== Source material ==
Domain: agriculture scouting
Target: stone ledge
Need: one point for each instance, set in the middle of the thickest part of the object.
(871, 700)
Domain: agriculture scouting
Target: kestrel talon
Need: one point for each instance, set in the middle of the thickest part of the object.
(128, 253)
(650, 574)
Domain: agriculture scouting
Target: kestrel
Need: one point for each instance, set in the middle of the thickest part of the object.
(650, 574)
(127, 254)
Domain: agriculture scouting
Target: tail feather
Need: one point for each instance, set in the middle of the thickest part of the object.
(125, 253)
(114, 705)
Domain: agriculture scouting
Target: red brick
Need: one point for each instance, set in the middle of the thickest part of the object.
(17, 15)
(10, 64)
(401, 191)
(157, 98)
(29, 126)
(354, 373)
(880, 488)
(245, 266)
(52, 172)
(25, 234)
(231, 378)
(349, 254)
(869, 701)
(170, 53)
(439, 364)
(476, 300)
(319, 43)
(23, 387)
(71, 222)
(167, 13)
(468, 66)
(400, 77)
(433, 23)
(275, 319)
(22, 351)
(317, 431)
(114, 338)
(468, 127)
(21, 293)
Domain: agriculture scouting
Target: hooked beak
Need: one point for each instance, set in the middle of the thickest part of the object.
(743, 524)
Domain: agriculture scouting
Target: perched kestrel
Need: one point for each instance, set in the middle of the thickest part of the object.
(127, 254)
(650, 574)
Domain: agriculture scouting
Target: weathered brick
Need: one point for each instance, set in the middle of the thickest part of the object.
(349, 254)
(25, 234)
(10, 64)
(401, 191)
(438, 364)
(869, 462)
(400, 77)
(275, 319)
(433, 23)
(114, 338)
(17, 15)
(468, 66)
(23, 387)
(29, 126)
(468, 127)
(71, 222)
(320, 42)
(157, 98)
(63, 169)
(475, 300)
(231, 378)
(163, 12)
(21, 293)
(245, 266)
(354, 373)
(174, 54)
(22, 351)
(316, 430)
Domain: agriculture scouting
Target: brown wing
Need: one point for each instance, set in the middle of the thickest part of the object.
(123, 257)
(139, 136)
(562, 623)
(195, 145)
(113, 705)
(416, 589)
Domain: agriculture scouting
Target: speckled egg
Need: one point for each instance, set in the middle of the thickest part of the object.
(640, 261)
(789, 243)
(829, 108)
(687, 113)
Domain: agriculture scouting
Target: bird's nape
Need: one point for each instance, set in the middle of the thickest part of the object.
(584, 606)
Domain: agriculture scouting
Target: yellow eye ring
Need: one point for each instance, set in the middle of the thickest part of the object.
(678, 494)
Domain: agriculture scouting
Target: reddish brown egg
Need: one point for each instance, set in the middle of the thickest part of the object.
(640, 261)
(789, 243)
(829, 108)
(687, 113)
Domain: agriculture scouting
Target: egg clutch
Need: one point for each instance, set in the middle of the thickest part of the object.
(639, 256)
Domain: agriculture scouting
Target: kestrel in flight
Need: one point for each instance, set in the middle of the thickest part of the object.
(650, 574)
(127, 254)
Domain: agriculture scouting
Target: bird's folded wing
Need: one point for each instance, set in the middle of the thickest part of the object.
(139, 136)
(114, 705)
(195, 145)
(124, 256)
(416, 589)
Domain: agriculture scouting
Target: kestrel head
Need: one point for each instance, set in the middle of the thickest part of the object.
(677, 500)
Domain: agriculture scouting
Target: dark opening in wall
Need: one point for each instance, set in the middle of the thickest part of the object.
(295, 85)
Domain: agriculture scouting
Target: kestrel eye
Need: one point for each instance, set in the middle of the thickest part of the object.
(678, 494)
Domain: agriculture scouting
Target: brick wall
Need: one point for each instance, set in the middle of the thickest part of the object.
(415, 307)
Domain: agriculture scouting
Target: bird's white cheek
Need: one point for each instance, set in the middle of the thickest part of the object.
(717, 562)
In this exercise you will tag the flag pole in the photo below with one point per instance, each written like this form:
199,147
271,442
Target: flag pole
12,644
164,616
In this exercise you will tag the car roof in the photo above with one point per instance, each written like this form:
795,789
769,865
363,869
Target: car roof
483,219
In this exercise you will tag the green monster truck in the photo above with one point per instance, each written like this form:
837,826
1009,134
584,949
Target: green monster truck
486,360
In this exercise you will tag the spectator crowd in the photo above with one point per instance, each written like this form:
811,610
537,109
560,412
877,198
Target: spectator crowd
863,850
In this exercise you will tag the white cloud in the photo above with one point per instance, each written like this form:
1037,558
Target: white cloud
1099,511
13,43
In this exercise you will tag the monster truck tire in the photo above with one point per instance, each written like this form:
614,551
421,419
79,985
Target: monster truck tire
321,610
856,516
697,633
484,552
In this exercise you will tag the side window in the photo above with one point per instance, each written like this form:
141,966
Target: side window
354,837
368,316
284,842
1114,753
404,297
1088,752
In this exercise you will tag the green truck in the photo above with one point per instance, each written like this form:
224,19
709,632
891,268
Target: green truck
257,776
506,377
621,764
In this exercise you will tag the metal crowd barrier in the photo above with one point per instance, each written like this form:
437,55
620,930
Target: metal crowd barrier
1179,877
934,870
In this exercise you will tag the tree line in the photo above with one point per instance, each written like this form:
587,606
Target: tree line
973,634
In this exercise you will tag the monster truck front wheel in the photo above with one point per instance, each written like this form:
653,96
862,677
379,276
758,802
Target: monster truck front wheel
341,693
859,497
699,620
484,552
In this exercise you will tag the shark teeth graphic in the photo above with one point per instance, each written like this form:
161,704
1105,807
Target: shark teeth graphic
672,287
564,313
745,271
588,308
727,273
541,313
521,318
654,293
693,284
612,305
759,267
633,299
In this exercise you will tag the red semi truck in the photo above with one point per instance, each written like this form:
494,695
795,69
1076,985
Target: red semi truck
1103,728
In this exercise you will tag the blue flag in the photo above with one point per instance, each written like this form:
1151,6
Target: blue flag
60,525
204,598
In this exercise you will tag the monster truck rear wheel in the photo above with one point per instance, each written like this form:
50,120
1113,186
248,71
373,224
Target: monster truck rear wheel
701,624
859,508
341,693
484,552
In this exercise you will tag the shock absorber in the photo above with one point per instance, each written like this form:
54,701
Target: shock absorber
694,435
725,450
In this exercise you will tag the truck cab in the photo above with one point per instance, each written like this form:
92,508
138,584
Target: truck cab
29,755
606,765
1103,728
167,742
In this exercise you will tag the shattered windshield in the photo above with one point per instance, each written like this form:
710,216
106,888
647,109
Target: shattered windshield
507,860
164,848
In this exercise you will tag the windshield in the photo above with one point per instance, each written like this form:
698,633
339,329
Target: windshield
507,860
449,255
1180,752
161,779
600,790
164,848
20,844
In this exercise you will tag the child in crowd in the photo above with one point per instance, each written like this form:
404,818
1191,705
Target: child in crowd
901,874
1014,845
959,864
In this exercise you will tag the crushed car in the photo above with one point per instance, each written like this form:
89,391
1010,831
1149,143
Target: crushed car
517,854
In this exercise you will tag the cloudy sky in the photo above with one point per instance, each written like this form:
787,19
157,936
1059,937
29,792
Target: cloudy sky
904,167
===
**Required work**
The answer must be a single number: how many lines in the data above contain the string "brick".

**Task result**
3